BEGIN Page
Politically, what was going on at that time, of course, was the Cold War was ending, and there was this question of what the government's involvement would be in directing technology, in industrial policy. Some people were adamant that the government should not be involved in industrial policy, picking winners and losers.
Were those people made more powerful by the end of the Cold War? Was there less support for the industrial policy DARPA was doing as the Cold War ended?
I don't think DARPA conceived of what it was doing as industrial policy at all. DARPA was interested in enhancing defense capabilities. And one of the techniques for doing that was to have a strong industrial base in whatever the technology was that defense needed. And it wasn't just a technology baked with the big contractors, but a vibrant national industry that we were interested in, and getting beyond the narrow, kept cadre of contractors that DOD normally does business with. In any event we had this first agreement, which I've written about, was managed by Arati Prabhakar, who later became the director of DARPA and is now science advisor to the president.
She managed the technical aspect of it, and I partnered to get the agreement negotiated. The agreement looked nothing like a procurement contract. It was about five pages long. The way she conducted oversight was she went out to California and sat in on the company's board of directors.
It was just completely different from the way the government normally does it. Because we were supporting a VC firm, we wrote into the agreement that, if the project is successful and goes to market, the government will receive a payback, and the payback can either be a royalty on product sales, or the company's increase in value can be prorated to the government investment and the government will be paid.
So there were options, but the point was the government could make money out of the deal.
Because you were putting in money before this was a mature company, right?
It had no products, it was entirely VC-supported, and we were basically acting as your next stage of VC, so we were going to get compensated in that way. When the company publicized it, it looked like the government had taken an equity interest in the company, and that was enough to cause a firestorm. There was a paper published in the Harvard Business Review that quoted Vice President Cheney [then the Secretary of Defense] saying if Dr. Craig Fields, the director of DARPA, stuck his neck out one more time, he was going to find his head chopped off. This was the occasion to do that. Of course, he was a senior executive and the government could move him where they wanted to – he wasn't fired, but he was moved to a closet in the Pentagon.
So days after that, the Deputy Secretary of Defense [Donald Atwood Jr.] was before the Senate Armed Services Committee, and they said, “What did you do with Dr. Craig Fields, and what's going on with this agreement with this little company?”
Apparently the people in the Pentagon believed that we at DARPA had gone off the deep end and done this all on our own. Actually, we had gone over and briefed the undersecretary of defense for R&D ahead of time [Charles M. Herzfeld, who had previously been Director of DARPA and authorized the creation of ARPANET, the Internet’s predecessor]. I said we were thinking about starting a small OTA experiment and working up from there, and he said, “Congress gave me this authority and they meant for you to use it, so you go ahead with this agreement.”
END Page
#### Directives:
A – Name every person identified by name in the DARPA passage.
B – In the entries below, print the lines from the line with "the stage step." up to and including the line with "[790,413,810,482]".
The entries below have no connection to the DARPA passage.
BEGIN Supplied records
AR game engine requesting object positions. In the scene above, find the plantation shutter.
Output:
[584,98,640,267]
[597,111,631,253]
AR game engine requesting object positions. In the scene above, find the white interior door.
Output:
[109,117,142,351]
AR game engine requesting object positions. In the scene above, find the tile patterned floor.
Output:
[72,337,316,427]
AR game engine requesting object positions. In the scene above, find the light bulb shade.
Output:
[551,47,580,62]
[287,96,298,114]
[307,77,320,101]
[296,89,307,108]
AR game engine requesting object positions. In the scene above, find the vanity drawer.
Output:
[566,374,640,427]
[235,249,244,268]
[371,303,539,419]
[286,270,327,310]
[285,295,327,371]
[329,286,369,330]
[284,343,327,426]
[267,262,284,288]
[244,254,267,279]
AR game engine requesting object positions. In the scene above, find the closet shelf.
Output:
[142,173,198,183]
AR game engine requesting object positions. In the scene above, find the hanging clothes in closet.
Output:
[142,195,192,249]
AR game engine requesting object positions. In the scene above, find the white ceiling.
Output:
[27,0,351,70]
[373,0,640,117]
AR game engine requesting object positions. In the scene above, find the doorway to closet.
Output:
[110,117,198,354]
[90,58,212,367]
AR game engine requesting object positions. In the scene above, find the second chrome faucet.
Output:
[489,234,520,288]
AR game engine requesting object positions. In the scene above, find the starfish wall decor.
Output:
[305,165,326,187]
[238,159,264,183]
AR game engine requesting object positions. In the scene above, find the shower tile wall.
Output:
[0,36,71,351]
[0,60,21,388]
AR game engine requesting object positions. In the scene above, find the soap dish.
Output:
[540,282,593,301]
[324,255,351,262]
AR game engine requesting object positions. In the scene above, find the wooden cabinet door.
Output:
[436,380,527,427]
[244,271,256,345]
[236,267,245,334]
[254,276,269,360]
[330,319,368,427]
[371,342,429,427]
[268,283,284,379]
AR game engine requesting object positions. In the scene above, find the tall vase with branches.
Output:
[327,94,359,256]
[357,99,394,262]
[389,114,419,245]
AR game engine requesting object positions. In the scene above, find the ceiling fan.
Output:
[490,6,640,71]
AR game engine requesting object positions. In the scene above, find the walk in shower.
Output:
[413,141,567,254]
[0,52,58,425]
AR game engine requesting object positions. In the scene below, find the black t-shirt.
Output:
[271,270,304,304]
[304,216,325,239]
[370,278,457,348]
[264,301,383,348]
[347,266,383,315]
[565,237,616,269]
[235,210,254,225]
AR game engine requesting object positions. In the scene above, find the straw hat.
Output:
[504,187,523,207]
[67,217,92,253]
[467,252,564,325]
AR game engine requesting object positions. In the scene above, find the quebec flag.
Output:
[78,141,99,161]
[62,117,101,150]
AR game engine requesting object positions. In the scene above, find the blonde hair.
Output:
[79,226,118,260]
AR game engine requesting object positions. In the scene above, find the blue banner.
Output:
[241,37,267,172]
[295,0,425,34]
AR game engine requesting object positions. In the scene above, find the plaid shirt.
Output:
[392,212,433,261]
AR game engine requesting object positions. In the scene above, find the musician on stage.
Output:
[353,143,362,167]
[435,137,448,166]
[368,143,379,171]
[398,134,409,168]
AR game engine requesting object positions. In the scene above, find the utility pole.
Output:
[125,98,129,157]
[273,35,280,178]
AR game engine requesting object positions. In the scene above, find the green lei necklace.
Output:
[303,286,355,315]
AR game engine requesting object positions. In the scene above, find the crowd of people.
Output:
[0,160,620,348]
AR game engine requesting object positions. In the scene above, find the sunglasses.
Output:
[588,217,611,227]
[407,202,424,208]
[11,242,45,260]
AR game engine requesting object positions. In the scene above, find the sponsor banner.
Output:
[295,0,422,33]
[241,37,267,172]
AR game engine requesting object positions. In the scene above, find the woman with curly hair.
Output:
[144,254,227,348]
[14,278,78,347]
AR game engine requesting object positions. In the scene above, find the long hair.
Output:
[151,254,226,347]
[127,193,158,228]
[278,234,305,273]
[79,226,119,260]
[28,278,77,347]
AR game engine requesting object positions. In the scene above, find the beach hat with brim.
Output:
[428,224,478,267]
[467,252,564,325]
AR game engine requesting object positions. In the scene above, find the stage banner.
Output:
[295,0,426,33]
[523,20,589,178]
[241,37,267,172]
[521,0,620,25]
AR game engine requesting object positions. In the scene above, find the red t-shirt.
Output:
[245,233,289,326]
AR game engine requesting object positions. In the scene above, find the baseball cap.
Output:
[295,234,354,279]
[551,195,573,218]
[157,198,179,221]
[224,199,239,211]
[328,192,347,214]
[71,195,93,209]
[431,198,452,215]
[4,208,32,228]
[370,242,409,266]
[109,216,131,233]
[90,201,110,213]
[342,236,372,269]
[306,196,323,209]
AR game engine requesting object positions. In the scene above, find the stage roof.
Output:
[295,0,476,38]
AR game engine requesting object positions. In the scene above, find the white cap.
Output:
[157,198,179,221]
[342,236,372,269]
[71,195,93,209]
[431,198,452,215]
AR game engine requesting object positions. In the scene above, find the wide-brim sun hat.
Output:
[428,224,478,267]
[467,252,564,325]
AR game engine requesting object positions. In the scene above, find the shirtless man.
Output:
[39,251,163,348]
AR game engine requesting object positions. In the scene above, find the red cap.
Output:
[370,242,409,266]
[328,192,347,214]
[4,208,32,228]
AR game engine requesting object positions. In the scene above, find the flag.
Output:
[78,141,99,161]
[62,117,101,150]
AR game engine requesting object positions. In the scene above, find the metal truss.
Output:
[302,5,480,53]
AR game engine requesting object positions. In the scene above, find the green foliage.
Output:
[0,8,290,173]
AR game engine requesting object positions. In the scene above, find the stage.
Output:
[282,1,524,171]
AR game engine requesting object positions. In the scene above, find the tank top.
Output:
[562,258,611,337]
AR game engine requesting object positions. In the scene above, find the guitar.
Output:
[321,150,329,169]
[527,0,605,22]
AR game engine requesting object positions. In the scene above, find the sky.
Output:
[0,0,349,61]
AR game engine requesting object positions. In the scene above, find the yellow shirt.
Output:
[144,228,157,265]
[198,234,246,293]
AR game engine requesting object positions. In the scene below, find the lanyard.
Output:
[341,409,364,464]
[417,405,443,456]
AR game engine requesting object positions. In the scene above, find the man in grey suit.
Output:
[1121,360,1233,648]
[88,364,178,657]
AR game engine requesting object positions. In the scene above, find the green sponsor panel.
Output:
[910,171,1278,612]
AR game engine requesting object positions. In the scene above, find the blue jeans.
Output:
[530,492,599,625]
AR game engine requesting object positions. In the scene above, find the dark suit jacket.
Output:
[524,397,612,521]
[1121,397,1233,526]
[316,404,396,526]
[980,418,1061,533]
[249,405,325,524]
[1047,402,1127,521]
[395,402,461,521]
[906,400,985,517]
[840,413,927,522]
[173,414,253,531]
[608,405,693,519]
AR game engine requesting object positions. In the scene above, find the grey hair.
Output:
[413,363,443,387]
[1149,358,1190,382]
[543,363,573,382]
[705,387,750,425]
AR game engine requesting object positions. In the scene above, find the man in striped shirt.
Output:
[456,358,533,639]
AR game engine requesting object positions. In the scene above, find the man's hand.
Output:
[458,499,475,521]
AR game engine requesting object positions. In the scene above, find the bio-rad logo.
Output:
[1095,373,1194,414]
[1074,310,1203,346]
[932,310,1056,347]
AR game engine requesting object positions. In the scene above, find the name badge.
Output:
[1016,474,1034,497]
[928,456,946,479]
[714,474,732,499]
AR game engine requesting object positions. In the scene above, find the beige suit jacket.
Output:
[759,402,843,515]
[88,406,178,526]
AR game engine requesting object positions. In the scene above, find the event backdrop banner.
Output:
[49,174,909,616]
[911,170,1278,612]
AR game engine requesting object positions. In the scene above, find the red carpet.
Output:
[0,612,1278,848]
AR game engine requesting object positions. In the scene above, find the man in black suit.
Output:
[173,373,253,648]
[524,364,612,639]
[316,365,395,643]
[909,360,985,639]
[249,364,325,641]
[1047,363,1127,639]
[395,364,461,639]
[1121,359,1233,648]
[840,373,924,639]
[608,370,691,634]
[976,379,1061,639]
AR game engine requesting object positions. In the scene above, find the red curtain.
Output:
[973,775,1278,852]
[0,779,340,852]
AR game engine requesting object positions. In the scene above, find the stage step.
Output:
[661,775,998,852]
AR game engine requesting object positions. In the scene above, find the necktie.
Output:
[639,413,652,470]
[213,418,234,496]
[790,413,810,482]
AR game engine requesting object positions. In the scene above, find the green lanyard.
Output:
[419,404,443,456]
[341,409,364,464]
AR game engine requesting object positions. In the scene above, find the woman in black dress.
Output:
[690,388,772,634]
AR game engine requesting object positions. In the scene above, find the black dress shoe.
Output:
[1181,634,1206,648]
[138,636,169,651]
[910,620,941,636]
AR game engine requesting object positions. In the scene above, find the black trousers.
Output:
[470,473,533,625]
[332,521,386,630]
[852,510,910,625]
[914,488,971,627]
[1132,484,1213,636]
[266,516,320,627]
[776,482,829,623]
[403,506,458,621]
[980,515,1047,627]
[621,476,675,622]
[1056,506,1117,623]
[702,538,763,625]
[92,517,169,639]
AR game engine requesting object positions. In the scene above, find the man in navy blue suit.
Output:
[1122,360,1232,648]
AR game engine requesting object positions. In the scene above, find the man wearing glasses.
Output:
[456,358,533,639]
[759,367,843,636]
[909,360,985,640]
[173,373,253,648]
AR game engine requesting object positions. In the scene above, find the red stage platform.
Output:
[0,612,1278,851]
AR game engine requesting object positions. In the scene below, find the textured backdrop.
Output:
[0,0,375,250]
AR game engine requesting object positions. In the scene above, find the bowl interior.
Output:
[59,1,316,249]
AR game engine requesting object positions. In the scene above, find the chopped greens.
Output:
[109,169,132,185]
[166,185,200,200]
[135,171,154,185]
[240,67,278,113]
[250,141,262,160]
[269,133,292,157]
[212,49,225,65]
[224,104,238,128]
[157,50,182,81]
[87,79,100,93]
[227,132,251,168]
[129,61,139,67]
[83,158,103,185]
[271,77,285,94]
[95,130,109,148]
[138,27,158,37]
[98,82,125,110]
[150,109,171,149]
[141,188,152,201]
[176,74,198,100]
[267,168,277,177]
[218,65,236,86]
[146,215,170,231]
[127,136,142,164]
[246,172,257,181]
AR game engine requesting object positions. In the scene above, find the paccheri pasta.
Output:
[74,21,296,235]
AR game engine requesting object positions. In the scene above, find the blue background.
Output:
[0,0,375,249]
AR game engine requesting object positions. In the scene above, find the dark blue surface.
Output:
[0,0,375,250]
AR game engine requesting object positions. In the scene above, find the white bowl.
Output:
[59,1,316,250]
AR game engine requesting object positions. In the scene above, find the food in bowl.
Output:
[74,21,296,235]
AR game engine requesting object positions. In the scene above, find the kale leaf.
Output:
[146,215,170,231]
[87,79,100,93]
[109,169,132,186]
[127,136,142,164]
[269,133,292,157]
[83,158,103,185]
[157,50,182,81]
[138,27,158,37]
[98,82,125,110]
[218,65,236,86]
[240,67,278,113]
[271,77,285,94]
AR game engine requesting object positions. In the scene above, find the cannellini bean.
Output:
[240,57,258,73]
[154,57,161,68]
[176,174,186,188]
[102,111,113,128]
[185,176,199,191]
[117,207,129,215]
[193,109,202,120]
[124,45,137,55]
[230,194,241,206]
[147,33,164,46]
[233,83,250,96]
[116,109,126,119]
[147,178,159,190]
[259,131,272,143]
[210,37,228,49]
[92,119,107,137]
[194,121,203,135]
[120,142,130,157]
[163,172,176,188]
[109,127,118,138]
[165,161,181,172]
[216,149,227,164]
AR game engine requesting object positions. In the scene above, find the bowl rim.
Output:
END Supplied records
#### Task-by-task solutions:
A – Arati Prabhakar, Cheney, Craig Fields, Donald Atwood Jr., Charles M. Herzfeld

B –
AR game engine requesting object positions. In the scene above, find the stage step.
Output:
[661,775,998,852]
AR game engine requesting object positions. In the scene above, find the necktie.
Output:
[639,413,652,470]
[213,418,234,496]
[790,413,810,482]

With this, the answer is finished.